WHAT TO PRODUCE » Starting at the line with "on the phone" in it, reproduce each line below through the last one, exactly, and include nothing else.

Rows from a pointing dataset »
—————

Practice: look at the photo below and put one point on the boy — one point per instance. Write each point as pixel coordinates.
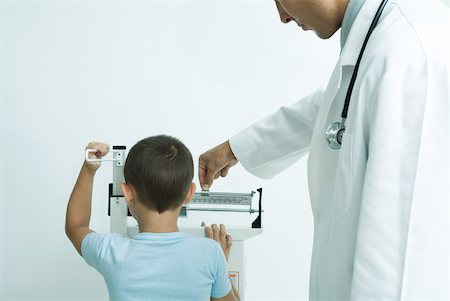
(160, 263)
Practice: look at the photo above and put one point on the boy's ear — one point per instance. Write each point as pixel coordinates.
(128, 192)
(190, 194)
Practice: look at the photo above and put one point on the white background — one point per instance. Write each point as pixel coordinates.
(119, 71)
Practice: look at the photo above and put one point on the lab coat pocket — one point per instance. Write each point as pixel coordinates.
(343, 181)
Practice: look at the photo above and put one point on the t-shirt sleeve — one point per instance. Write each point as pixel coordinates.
(92, 248)
(221, 286)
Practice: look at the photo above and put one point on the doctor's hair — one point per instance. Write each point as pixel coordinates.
(160, 169)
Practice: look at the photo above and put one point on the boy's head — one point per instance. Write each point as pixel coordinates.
(160, 169)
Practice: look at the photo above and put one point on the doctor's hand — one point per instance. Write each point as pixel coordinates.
(101, 150)
(220, 235)
(214, 163)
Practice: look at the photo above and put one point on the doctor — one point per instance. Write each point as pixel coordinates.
(379, 179)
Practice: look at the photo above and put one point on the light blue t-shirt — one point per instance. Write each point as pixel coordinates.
(158, 266)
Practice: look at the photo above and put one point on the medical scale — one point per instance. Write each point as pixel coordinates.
(205, 207)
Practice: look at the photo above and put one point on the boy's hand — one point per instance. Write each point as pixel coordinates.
(102, 150)
(221, 236)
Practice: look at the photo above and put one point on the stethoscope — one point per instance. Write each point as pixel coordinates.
(335, 131)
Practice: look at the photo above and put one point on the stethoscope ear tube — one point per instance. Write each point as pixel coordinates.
(336, 130)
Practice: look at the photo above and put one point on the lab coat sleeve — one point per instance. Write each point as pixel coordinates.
(402, 244)
(277, 141)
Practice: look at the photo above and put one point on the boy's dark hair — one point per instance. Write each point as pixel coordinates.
(160, 168)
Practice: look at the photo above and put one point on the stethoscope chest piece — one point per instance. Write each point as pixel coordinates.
(335, 131)
(334, 134)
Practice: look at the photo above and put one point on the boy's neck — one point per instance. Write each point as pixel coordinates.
(154, 222)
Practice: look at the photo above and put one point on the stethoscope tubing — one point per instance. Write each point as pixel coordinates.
(355, 71)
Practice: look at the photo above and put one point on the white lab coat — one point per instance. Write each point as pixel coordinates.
(381, 203)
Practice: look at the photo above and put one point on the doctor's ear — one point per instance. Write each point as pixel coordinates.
(128, 192)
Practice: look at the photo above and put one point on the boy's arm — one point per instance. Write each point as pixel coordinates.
(78, 212)
(225, 240)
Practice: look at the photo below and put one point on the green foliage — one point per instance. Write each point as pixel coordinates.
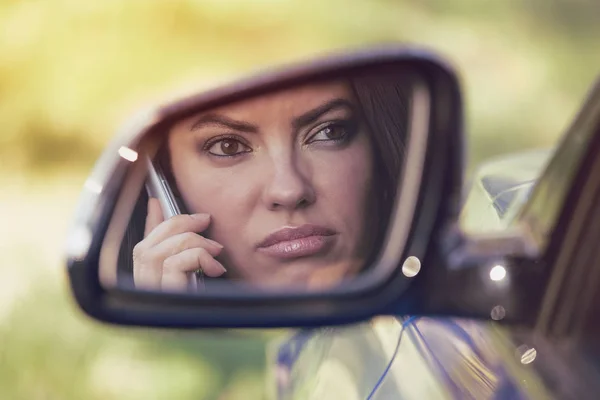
(71, 71)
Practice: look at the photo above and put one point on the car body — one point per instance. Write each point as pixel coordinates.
(424, 357)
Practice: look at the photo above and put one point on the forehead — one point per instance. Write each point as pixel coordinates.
(293, 100)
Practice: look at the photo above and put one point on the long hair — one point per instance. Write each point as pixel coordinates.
(383, 100)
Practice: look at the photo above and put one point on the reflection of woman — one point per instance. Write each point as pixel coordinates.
(291, 188)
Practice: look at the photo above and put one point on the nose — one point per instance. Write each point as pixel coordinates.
(289, 187)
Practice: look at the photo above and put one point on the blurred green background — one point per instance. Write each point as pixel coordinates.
(71, 71)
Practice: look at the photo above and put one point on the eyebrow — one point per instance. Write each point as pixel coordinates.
(298, 122)
(214, 119)
(316, 113)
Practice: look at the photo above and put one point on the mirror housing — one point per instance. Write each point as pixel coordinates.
(437, 180)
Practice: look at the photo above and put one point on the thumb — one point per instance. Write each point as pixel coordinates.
(154, 216)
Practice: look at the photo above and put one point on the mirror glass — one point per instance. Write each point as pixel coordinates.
(297, 188)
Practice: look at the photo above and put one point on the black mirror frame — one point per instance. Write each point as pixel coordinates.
(437, 207)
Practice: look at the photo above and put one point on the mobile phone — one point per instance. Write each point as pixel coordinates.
(157, 186)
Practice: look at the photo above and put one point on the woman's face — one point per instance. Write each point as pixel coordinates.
(288, 181)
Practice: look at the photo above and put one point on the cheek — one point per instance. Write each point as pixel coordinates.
(344, 180)
(227, 194)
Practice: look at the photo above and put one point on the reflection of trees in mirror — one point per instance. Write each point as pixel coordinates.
(299, 185)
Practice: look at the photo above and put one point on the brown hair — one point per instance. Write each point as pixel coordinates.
(383, 96)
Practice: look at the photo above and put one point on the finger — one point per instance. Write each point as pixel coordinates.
(176, 225)
(147, 271)
(183, 241)
(154, 217)
(189, 261)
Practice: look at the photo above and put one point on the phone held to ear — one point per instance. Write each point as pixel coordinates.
(158, 187)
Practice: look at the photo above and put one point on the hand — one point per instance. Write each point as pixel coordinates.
(172, 250)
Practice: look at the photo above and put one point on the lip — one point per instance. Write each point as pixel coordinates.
(294, 242)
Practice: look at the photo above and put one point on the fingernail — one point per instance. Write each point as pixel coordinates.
(221, 265)
(219, 245)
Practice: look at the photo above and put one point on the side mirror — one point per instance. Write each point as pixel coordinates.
(319, 193)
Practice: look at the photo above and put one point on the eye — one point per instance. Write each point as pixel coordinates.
(336, 131)
(227, 147)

—————

WRITTEN RESPONSE »
Practice: look at the photo above and put one point on the phone held to ear — one point per instance. Write each point as pixel coordinates.
(158, 187)
Practice: look at the photo above and put one point on the hand — one point per instance. Write each point as pixel coordinates.
(172, 250)
Practice: look at the photo above and put one point on the lip — one point per instance. Write each point as pixel coordinates.
(294, 242)
Practice: look at the photo above and put one point on the fingernail — one point per instance. Write each point as pixel coordinates.
(221, 265)
(219, 245)
Practice: look at the photo above and put one point on the side mirror — one point per instance. Write each point as pixel coordinates.
(319, 193)
Practice: look at the photo above and put one point on the eye — one point per instance. Write each point as pixel coordinates.
(336, 131)
(227, 147)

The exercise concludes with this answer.